→ GOAL OF THE EXERCISE
Word for word, set down the lines from the one that contains "Point to the golden" through the final line of the data; no pictures belong in the copy.

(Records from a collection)
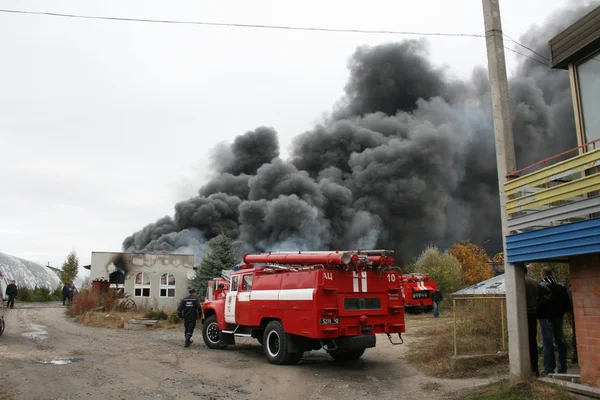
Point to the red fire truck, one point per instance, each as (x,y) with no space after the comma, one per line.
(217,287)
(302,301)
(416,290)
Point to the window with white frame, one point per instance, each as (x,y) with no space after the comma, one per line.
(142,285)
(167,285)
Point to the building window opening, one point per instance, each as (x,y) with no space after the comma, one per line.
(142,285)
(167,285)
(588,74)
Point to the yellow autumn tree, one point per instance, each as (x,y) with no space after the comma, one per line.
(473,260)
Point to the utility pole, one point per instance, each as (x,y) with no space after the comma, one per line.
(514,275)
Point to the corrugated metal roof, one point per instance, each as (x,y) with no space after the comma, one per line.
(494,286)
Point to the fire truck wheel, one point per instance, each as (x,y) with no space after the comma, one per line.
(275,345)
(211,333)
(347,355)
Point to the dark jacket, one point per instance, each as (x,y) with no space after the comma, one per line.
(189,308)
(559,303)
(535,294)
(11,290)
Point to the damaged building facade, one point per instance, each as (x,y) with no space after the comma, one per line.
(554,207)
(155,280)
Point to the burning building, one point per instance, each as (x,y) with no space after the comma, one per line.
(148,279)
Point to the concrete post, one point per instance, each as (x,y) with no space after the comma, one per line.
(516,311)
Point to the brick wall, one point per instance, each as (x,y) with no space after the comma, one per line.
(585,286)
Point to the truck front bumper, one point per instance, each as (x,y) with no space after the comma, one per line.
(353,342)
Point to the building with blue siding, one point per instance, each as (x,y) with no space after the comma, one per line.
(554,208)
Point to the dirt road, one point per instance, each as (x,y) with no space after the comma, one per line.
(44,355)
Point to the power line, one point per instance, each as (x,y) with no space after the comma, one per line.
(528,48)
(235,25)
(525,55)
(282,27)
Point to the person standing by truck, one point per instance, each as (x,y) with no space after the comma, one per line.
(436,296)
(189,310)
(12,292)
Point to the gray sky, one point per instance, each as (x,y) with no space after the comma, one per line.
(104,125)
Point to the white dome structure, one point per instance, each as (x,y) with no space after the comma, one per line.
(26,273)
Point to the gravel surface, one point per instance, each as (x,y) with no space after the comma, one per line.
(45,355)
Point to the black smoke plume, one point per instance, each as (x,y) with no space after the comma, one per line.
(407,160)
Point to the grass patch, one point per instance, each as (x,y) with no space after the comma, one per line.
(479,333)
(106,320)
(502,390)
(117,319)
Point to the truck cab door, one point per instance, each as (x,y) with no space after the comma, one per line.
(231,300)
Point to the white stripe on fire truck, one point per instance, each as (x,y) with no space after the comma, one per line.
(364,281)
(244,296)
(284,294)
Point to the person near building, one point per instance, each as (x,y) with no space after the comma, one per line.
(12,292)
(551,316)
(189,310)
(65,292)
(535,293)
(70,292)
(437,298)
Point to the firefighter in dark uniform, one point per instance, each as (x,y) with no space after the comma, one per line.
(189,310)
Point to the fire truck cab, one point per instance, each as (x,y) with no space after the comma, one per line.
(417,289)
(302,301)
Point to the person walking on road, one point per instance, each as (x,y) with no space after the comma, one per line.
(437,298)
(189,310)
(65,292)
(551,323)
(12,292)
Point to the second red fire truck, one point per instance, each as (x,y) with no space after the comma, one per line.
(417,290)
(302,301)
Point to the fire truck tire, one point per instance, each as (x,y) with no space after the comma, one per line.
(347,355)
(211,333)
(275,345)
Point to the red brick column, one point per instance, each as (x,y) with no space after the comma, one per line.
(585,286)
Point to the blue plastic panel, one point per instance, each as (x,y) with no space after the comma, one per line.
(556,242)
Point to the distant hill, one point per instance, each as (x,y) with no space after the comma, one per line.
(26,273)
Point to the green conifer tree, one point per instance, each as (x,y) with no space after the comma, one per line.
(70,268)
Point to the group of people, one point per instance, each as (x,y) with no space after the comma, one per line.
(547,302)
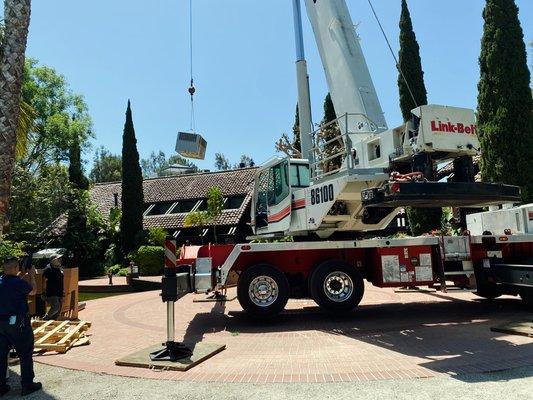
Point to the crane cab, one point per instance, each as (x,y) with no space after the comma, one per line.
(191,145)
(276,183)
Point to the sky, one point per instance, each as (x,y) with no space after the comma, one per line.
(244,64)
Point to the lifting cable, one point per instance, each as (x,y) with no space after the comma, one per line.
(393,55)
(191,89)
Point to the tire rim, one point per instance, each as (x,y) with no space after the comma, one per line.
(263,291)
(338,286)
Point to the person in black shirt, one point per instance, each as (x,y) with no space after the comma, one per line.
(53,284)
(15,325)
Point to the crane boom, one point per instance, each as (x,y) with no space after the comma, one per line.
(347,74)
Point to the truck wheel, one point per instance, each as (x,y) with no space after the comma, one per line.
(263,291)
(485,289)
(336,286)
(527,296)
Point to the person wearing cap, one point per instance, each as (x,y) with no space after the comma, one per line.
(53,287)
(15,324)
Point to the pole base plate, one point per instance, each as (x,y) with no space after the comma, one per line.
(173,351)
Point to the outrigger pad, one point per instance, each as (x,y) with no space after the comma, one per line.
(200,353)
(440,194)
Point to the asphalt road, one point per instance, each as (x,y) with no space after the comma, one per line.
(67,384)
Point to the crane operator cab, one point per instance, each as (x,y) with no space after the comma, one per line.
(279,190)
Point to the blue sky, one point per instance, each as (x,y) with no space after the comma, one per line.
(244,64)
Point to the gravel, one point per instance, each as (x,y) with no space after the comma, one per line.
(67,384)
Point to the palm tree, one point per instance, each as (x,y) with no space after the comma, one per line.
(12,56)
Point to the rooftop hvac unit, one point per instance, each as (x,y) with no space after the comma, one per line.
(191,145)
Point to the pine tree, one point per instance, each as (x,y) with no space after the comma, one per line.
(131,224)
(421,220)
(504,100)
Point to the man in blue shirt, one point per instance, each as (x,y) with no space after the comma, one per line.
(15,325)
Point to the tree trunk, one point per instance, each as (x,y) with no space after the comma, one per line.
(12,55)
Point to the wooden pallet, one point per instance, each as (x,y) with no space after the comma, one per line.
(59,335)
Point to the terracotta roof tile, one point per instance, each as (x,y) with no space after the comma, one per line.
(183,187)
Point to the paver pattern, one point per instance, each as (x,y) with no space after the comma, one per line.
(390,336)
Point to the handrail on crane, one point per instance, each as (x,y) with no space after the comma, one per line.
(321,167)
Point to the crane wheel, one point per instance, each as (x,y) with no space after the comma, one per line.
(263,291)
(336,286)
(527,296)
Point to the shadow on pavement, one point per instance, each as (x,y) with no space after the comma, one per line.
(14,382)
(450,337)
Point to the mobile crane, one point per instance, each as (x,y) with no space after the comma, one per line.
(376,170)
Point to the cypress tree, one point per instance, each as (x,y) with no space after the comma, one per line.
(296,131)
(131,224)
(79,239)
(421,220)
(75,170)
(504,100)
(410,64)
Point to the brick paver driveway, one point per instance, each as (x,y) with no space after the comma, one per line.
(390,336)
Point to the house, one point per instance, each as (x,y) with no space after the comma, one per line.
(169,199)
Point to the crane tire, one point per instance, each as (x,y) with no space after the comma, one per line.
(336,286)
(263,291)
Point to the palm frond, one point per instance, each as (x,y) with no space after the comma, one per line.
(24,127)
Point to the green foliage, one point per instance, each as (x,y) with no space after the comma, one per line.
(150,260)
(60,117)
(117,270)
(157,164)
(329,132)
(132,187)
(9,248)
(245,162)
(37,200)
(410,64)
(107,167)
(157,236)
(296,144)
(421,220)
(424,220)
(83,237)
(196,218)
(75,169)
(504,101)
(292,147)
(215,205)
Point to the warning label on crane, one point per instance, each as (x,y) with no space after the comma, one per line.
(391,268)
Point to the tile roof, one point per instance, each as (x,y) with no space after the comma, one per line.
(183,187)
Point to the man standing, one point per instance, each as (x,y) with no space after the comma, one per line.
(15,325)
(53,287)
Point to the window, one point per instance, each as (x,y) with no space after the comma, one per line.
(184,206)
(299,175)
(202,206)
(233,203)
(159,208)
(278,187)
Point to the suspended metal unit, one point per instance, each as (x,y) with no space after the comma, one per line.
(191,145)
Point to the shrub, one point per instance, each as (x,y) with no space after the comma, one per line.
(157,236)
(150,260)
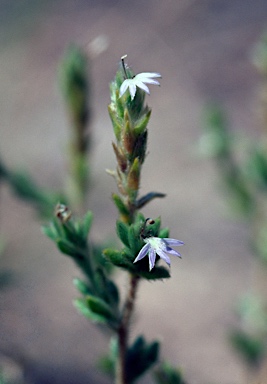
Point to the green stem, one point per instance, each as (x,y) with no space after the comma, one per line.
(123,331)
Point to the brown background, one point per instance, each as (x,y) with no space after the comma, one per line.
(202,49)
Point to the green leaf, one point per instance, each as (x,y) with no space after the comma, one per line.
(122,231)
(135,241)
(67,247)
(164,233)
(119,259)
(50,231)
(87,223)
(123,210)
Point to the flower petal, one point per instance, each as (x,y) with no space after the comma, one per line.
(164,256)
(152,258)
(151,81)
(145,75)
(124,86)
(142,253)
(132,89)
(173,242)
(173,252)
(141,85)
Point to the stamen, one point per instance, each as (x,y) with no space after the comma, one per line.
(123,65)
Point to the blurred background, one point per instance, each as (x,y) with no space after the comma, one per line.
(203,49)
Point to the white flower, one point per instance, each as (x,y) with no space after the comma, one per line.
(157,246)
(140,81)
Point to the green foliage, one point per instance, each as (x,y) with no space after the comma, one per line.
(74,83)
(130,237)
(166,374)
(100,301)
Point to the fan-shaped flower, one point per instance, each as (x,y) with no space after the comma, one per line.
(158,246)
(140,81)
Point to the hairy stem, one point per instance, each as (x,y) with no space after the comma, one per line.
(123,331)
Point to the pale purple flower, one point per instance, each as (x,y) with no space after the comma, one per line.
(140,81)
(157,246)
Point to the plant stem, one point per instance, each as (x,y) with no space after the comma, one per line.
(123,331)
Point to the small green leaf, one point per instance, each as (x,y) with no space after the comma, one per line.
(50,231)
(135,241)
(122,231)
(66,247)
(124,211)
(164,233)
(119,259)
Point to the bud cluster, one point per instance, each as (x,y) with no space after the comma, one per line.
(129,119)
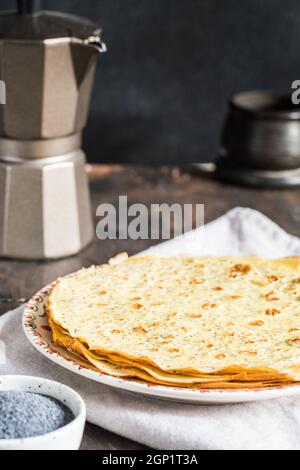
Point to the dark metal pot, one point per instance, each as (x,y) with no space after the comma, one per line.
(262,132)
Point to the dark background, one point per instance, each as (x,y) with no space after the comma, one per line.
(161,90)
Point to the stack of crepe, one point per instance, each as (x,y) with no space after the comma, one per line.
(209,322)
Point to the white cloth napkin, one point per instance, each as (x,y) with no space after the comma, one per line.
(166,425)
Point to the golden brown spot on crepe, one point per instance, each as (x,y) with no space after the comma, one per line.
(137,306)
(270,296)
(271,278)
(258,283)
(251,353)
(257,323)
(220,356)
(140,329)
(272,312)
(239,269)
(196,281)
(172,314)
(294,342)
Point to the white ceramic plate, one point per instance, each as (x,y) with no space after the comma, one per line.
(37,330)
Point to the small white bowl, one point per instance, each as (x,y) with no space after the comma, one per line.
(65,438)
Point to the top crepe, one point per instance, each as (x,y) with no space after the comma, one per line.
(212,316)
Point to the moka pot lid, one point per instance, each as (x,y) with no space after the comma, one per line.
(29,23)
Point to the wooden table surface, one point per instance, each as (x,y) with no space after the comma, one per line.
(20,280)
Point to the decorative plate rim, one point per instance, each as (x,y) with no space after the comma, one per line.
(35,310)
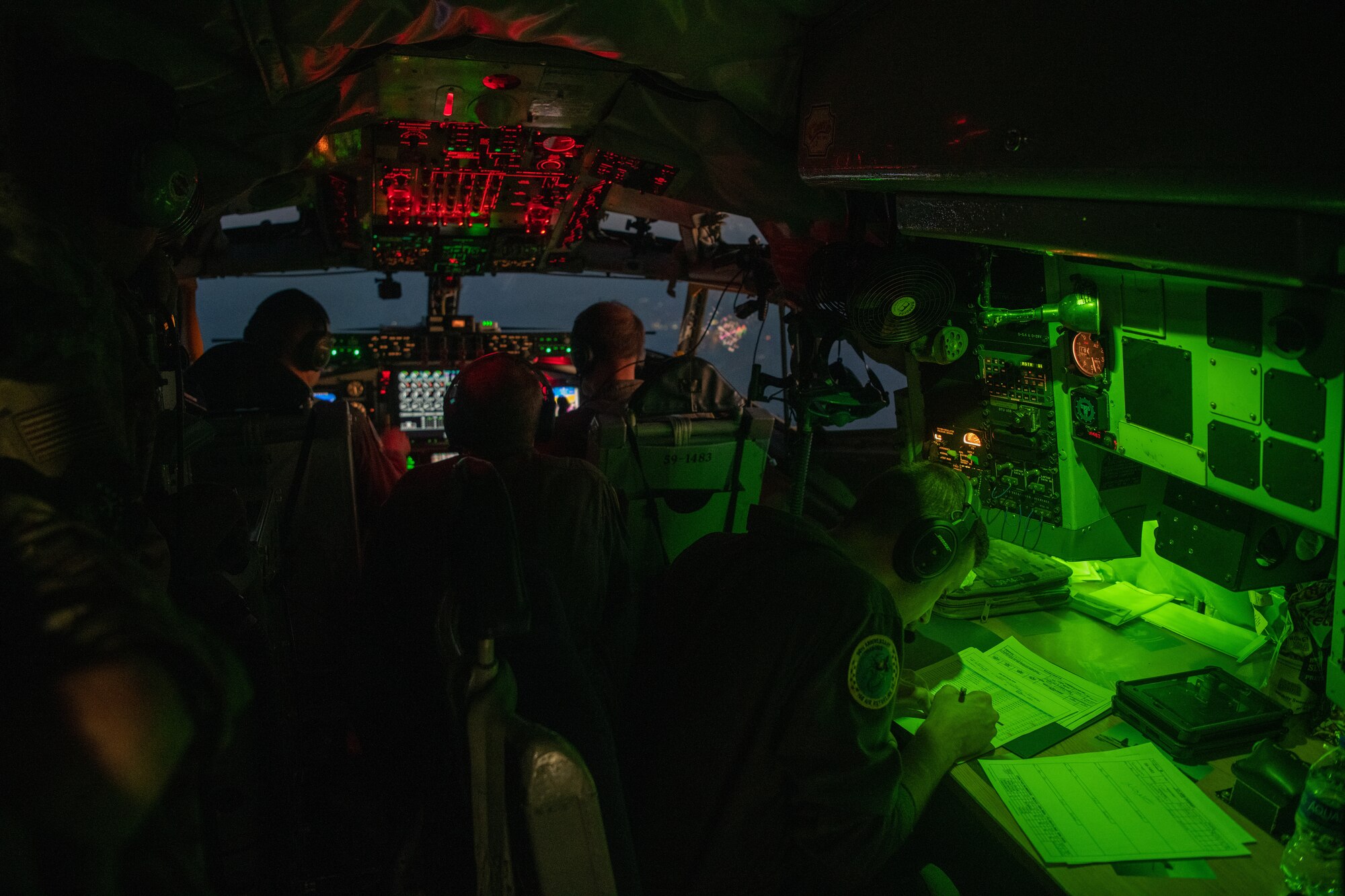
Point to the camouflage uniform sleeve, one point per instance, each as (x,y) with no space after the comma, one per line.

→ SOLUTION FOR THIS EXERCISE
Point to the golden brown spot on crepe, one point per instance, each as (x,y) with no space after the comma, one per line.
(137,306)
(270,296)
(271,278)
(258,283)
(251,353)
(257,323)
(220,356)
(140,329)
(272,312)
(239,269)
(196,281)
(172,314)
(294,342)
Point to the white ceramic plate, one point per instance, each as (x,y) with no space after the comma, one per line.
(37,330)
Point to the small white bowl, one point per instance, each as (x,y) with no space after the comma, one per line.
(65,438)
Point to the top crepe, one point per instance, each as (x,y) with no space after the comma, one per line.
(212,316)
Point to the moka pot lid, one point per instance, each as (x,y) with no space after the comma, one per line.
(29,23)
Point to the wooden table surface, one point per instance, each as (x,y) with no space after the comma, one per line.
(20,280)
Point to the decorative plate rim, one point per instance, each as (x,y) with no space after the comma, one per line.
(35,310)
Point to the camouflage uniform sleeve, one point per instance, each as (x,y) with no space after the comma, one per line.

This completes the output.